| How to complete this task |
Set down the records again. Every word and mark must match exactly.

| Provided information |

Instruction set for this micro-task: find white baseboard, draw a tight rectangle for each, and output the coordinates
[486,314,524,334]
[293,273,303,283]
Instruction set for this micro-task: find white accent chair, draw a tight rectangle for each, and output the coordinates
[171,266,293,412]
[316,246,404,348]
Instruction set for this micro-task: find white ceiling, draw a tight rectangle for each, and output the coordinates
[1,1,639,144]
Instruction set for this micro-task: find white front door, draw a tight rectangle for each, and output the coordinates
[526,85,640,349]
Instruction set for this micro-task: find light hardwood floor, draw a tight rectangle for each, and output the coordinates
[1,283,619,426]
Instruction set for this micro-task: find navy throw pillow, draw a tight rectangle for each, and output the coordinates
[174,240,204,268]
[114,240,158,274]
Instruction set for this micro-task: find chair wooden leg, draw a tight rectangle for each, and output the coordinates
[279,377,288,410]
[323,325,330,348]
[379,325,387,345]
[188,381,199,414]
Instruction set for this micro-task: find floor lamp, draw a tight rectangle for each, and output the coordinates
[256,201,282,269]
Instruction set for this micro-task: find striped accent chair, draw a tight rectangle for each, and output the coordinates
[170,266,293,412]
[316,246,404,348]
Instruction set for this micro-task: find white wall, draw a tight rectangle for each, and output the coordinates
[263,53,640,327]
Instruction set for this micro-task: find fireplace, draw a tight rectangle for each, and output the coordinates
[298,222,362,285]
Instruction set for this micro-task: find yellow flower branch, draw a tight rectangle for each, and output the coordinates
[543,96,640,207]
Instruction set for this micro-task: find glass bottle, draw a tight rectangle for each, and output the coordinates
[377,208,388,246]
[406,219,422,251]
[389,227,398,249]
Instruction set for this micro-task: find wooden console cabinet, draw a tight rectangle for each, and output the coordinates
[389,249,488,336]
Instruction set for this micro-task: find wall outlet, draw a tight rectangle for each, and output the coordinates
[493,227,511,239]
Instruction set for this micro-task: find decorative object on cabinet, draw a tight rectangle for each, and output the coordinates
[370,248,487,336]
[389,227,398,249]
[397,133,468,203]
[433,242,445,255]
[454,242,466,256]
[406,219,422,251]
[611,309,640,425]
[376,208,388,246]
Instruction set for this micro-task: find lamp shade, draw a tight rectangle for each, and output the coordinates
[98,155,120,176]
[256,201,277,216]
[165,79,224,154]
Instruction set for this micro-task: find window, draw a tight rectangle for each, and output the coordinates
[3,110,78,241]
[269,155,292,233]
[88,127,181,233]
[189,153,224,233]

| Answer box |
Instruction set for this micro-task: find white baseboard, draw a tight rectangle for each, and output the coordinates
[486,314,524,334]
[293,273,303,283]
Instruction set for this micro-task: find white accent chair, draw a tight rectangle for each, and output the coordinates
[171,266,293,412]
[316,246,404,348]
Instruction set for this micro-task: find white ceiling, draw a tight rectangle for each, and output the coordinates
[1,1,639,144]
Instruction set for this micro-task: find white front door, draw a tight rectangle for each, and output the coordinates
[526,85,640,349]
Instruction set for this micro-task: find light hardwood floor, draw a tight rectangle for each, and output the coordinates
[1,283,619,426]
Instruction set for this micro-task: find navy throw pillow, draw a tight rectangle for each, and output the coordinates
[174,240,204,268]
[114,240,158,274]
Instruction set for this micro-task: find chair wooden leg, draw a tight rectangle for each, and output the coordinates
[279,377,288,410]
[323,325,330,348]
[379,325,387,345]
[188,381,199,414]
Instruction set for this micro-task: find floor lamp, draw a tight rectangle for each, and output the coordinates
[256,201,282,269]
Instruction set for this micro-task: find striped accent chair, draw a tight rectangle for each, and output the coordinates
[170,266,293,412]
[316,246,404,348]
Instruction set for this micro-task: find white wall, draw a tight rectangle for each, and output the coordinates
[263,53,640,327]
Instruction set for this micro-task: find fireplace, draw a tight rectangle for each, and output the coordinates
[298,222,362,285]
Instruction set for this micro-task: find yellow flower branch, draw a tight rectangle for each, and output the coordinates
[543,96,640,207]
Instruction set for this micro-task: find glass bottle, draw a tight rectangle for each, and output the coordinates
[377,208,388,246]
[406,219,422,251]
[389,227,398,249]
Instruction set for this micro-task: find wooden console cabinet, draw a tight rectangle for each, and output the coordinates
[389,249,488,336]
Instruction set for this micro-task: find wall outlet, draw a tight rectangle for each, and output the coordinates
[493,227,511,239]
Instruction set for this micro-task: find decorative object on cabinet, draw a tight rectangle for each, and output the coordinates
[370,248,487,336]
[389,227,398,249]
[397,133,468,203]
[433,242,445,255]
[454,242,466,256]
[406,219,422,251]
[611,309,640,425]
[376,208,388,246]
Instruction set for this micro-task: find lamp shade, draw a tight rectangle for each, and output the coordinates
[98,155,120,176]
[256,201,277,216]
[165,79,224,154]
Instruction set for this micro-task: find window, draw a tight rectangle for each, and output the coordinates
[3,110,78,241]
[269,155,292,233]
[88,127,181,233]
[189,153,224,233]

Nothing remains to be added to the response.